▶ [Testo di partenza]:
══════════

Aggiornamento: 1 nov 2020

Introduzione

Il presente lavoro indaga le radici della schiavitù contemporanea nei paesi arabo-musulmani, con un caso studio, quello sul Pakistan. Si cerca di ripercorrere almeno parzialmente, le motivazioni storico-culturali, sociali, economiche e politiche che stanno alla base del fenomeno per arrivare alla schiavitù contemporanea partendo dai dati 2018 del Global Slavery Index.

L’indagine vuole collocarsi a metà tra un documento di denuncia utile alla sensibilizzazione alla questione, e un contenuto tecnico-scientifico.

Nel lavoro si assume la definizione di schiavitù contemporanea che dà il Global Slavery Index, in riferimento a situazioni di sfruttamento che un individuo non è in grado di rifiutare o di abbandonare a causa di minacce, violenza, coercizione, abuso di potere, inganno.[1]

Non potendo essere esaustiva dal punto di vista giuridico e filosofico-politico, l’obiettivo della dissertazione è di dare una visione d’insieme del fenomeno al fine di cercare di comprenderne a fondo le motivazioni locali e globali.


Le radici

Dal Medio Oriente pre-islamico le nuove società ereditano un modello di istituzioni che comprendono piccole comunità ordinate sulla base della famiglia, del lignaggio, dei vincoli clientelari ed etnici.

In tale struttura sociale i rapporti di schiavitù e di servitù sono ampiamente diffusi. Gli schiavi sono di origine straniera, provenienti dall’Africa, dai Balcani, dall’Asia centrale, dall’Europa mediterranea, tra loro uomini, bambini rapiti o abbandonati, orfani, prostitute, tutti frutto delle conquiste territoriali beduine e dell’espansione degli imperi islamici.[2]

Secondo gli insegnamenti del Profeta lo schiavo, abd, ha piena dignità umana. Per citare alcuni ahādĩth: "I tuoi schiavi sono i tuoi fratelli; perciò chiunque abbia un fratello che dipende da lui deve nutrirlo e vestirlo nel modo in cui si nutre e si veste da solo; e non dovrebbe imporgli compiti che eccedono le sue capacità; se dovessi chiedere loro di fare queste cose, allora sei obbligato ad aiutarli”. E ancora: “È vero che Dio ha fatto voi padroni, ma, se lo avesse desiderato, avrebbe potuto ugualmente farvi diventare i loro schiavi.”

In un altro hadith, insegna che “Il più nero degli africani è superiore al più nobile dei Quraishiti, se ha più fede”.

Allo schiavo spetta di essere ben trattato e dispone di una certa autonomia concordata con il mālik per libertà personali.

══════════

▶ [Materiale fornito]:
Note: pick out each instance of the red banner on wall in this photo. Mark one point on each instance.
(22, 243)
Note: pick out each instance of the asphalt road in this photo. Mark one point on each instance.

══════════

▶ [Compiti da svolgere]:
a – Da quale fonte provengono i dati del 2018 da cui parte il testo sulla schiavitù contemporanea?
b – Prosegui il testo sulla schiavitù contemporanea a partire dall'ultima frase riportata.

▶ [Risposte ai compiti]:
a – Dal Global Slavery Index.

b –
Liberare uno schiavo, soprattutto qualora si converta all’islam, è un atto raccomandabile, la via più breve per guadagnarsi un’indulgenza, in caso, per esempio, di aver commesso un crimine o un omicidio. Inoltre, un mālik oberato di debiti e non più all’altezza di mantenere il proprio schiavo, dovrebbe venderlo o liberarlo.

Di contro il dovere assoluto di ogni schiavo è la lealtà.[3]

Tale visione della schiavitù, ubudiyat, permette di diffondere maggiormente la religione musulmana e di fare meno vittime di guerra possibili, inoltre contribuisce a creare una cultura inclusiva nei confronti degli schiavi i quali collaborano a livello locale nel quotidiano in molti ambiti. Alcuni lavorano nel settore amministrativo: al contrario di una nobiltà ereditaria, essi, senza legami con le famiglie originarie, se ben istruiti, garantiscono maggiore fedeltà al sovrano con il risultato di un governo più efficiente.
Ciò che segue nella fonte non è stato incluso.